[Begin Provided text]

Recently, an oil company was building a line through Northern Alberta in order to tie-in one of their fields. The right-of-way (ROW) ran through Crown land that was covered with boreal forest, beaver ponds and bog, but it was also a traditional hunting ground for a nearby First Nation group. “Instead of just sending out the geotechnical team to work out the most economical route, they consulted with local trappers to talk about their concerns,” says Trevor Hindmarch, a corporate social responsibility (CSR) consultant. “Then, they took their recommendations and came up with a solution.”
The oil company is one of a hundred firms that belong to Canadian Business for Social Responsibility (CBSR), a non-profit, member-based consultancy that offers CSR advice. “CSR is a company’s commitment to operate in an environmental, social and economic manner, and their responsibilities in that context,” says Andrea Baldwin, Vice President for membership and advisory services for the CBSR.
An expanding trend
A decade ago, few people in the corporate sector had heard of CSR, which focuses on the non-financial performance of a company. “Traditionally, companies have not been held accountable for their social and environmental impact, as the financial world did not measure these externalities,” says Baldwin. The expansion of socially responsible investing (SRI), which now accounts for approximately US$ 5 trillion in value in the US and Europe, has obliged many corporations to examine how they influence the community around them. “The growth in companies reporting on the details of their social and environmental activities in their annual reports has grown from 30% to 80%, in the last five years,” says Baldwin.
Enbridge: an example
Enbridge Inc., based in Calgary, is one of North America’s largest crude pipeline operators, with 13 500 km of line delivering 2 million bpd of crude and liquids in Canada and the US. Its gas distribution subsidiary also supplies 2 million customers in Ontario, Quebec and New York.
Prior to 2004, many of the aspects of CSR were managed separately through Enbridge’s Environmental, Health and Safety (EH&S), Aboriginal communication, and community engagement programmes. In 2004, Enbridge’s board of directors formed a CSR committee in order to bring everything under one umbrella. “Essentially, it was created to provide direction and oversight for Enbridge’s non-financial performance,” says Paul Hunt, Corporate Director of Sustainability at Enbridge.
Enbridge sees CSR as a lens through which it does business. “It’s built on a foundation of values such as transparency, stewardship, honesty, and trust,” says Hunt. “This foundation supports five key pillars; business ethics, environment and H&S, stakeholders, communities and human rights. All of this supports our mission of being a force for good and ensuring a sustainable future through the integration and balance of environmental, social and governance practices associated with business activities.”

[End Provided text]
[Begin Stored data]

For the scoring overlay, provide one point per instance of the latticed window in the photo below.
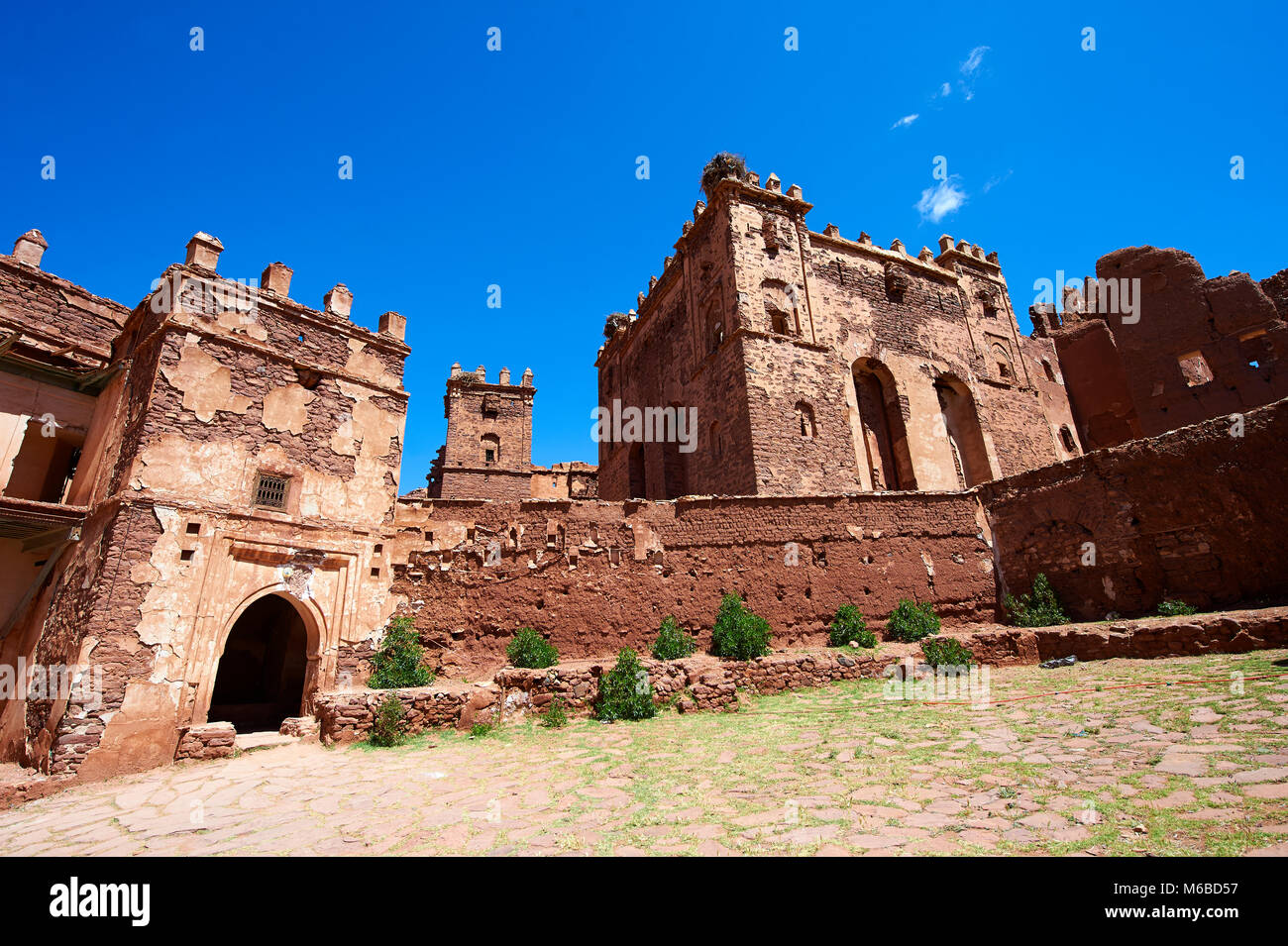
(270, 490)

[End Stored data]

*Written exercise*:
Answer these questions using the text on corporate social responsibility.
(a) How many firms belong to Canadian Business for Social Responsibility?
(b) In what year did Enbridge's board of directors form a CSR committee?
(c) What five key pillars does Enbridge's foundation of values support?

*Full output*:
(a) One hundred firms.
(b) 2004.
(c) Business ethics, environment and H&S, stakeholders, communities, and human rights.